Requirement -> Copy out, from the data, each line containing the string "tube".

Dataset excerpts:
((
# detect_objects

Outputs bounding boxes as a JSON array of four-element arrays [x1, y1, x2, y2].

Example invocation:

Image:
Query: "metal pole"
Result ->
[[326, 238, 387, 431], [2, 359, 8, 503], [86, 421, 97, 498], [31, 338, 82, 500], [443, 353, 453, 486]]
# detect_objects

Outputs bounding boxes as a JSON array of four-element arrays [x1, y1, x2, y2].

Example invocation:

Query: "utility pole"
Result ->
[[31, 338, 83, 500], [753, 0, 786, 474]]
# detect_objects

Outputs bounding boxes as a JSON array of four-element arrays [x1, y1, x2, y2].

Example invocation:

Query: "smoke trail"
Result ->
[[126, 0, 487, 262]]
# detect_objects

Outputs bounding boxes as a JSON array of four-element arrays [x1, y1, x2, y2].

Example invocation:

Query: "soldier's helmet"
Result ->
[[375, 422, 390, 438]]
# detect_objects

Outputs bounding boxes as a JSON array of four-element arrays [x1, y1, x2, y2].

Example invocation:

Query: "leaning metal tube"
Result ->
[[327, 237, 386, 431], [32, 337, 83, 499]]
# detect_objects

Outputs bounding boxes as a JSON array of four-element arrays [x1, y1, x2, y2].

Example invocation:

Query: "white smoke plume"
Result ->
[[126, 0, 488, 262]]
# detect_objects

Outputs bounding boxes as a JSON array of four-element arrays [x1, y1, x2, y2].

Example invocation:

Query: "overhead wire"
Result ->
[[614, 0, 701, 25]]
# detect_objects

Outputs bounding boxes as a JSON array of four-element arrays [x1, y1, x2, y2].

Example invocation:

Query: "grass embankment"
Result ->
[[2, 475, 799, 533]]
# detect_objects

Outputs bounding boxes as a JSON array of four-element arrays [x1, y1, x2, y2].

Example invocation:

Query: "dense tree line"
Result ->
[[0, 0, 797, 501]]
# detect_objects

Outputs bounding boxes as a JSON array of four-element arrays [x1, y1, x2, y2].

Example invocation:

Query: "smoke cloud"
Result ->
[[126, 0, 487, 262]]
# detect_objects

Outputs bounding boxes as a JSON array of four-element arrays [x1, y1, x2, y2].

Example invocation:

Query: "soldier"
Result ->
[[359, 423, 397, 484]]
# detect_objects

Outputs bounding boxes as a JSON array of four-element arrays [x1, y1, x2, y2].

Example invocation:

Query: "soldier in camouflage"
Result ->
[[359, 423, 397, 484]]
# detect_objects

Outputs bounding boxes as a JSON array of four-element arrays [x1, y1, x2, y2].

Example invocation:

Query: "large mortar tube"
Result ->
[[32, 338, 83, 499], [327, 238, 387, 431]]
))
Answer for the task ->
Query: "leaning metal tube"
Query: "large mortar tube"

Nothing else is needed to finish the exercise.